# start of Source document

Use JSON Search on Documents in Object Storage

You can build a JSON search index on documents residing in files stored in Object Storage, which allows you to search fields in your JSON documents using JSON_TEXTCONTAINS, for example, searching with wildcards.

Use JSON Search on Documents in Object Storage

You can create a JSON search index on documents in files stored in Object Storage. A JSON search index is specifically designed for JSON documents and enables you to do regular as well as full text search on your documents or fragments of your documents using JSON_TEXTCONTAINS.

See JSON_TEXTCONTAINS Condition for more information.

You use DBMS_CLOUD.CREATE_EXTERNAL_TEXT_INDEX to create a JSON search index on files in Object Storage. You can configure a refresh rate that indicates the frequency in minutes at which the index is refreshed for any new uploads or deletes. See Create a JSON Search Index on JSON Documents in Files for more information.

The following objects are created when you create a JSON search index:

  • A JSON search index index_name on the Object Storage JSON files.

  • A local table INDEX_NAME$TXTIDX. This table is the mapping table between your documents in the files in Object Storage and the JSON search index that is created in the database. See JSON Search Index Reference Table for more information.

  • A view with the standard name INDEX_NAME. You can utilize the view to perform a search using JSON_TEXTCONTAINS. This view is created on top of the INDEX_NAME$TXTIDX table. See JSON Search Index Reference View for more information.

  • An error log table with the standard suffix index_name$txtidx_err. See Error Log Table for more information.

# end of Source document
# start of Record list

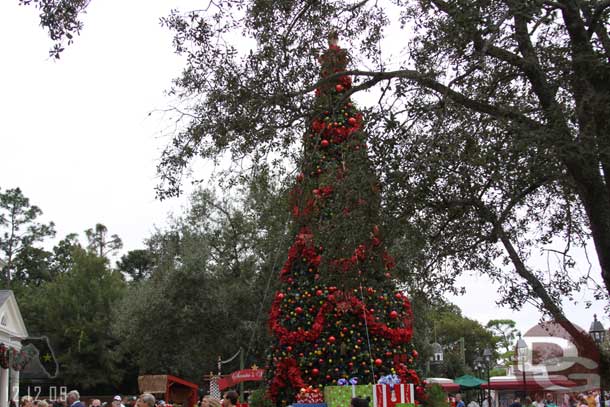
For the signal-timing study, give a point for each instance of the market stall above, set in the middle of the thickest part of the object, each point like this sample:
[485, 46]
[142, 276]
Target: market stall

# end of Record list
# start of Record list

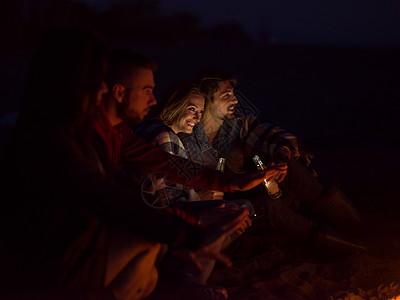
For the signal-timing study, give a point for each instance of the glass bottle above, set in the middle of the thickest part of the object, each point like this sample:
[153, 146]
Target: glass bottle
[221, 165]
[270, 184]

# end of Record list
# start of Record list

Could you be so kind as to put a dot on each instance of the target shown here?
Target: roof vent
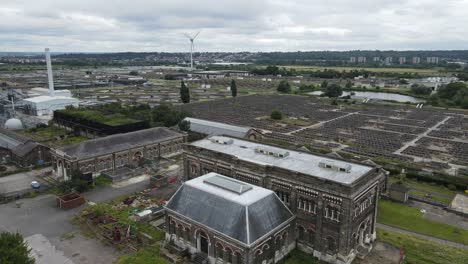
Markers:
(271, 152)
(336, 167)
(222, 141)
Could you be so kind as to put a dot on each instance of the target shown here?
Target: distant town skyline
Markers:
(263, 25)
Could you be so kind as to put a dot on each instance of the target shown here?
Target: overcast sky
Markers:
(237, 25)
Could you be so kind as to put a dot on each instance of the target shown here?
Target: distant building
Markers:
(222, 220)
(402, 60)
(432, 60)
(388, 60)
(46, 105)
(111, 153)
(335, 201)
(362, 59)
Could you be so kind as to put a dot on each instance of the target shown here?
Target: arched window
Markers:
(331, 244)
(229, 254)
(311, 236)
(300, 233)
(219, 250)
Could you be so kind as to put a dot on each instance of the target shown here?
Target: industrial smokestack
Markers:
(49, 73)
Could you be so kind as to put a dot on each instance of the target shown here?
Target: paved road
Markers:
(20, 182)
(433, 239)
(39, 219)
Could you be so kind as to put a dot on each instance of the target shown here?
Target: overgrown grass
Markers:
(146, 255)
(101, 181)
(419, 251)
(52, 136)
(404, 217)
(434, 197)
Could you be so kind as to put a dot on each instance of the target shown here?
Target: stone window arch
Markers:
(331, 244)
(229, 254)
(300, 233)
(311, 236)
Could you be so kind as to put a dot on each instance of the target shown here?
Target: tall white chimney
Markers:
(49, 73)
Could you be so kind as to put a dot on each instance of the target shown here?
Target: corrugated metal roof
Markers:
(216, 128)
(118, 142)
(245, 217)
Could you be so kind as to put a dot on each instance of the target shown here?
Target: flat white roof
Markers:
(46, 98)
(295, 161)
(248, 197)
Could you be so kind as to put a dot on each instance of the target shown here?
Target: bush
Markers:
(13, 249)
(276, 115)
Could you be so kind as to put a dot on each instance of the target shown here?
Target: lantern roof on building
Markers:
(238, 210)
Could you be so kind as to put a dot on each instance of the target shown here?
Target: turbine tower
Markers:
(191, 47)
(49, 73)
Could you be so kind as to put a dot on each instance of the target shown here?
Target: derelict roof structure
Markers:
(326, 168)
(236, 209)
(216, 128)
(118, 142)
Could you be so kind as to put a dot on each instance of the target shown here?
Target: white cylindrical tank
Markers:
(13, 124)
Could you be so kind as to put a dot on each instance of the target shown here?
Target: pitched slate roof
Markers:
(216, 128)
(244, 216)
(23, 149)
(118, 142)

# end of Record list

Given instruction 1:
In the text on JSON search in Object Storage, list every object that gets created when you create a JSON search index.
Given instruction 2:
Reproduce the passage of the JSON search text between "You can create" and "documents using JSON_TEXTCONTAINS.", inclusive.

Answer 1:
- A JSON search index index_name on the Object Storage JSON files
- A local table INDEX_NAME$TXTIDX
- A view with the standard name INDEX_NAME
- An error log table with the standard suffix index_name$txtidx_err

Answer 2:
You can create a JSON search index on documents in files stored in Object Storage. A JSON search index is specifically designed for JSON documents and enables you to do regular as well as full text search on your documents or fragments of your documents using JSON_TEXTCONTAINS.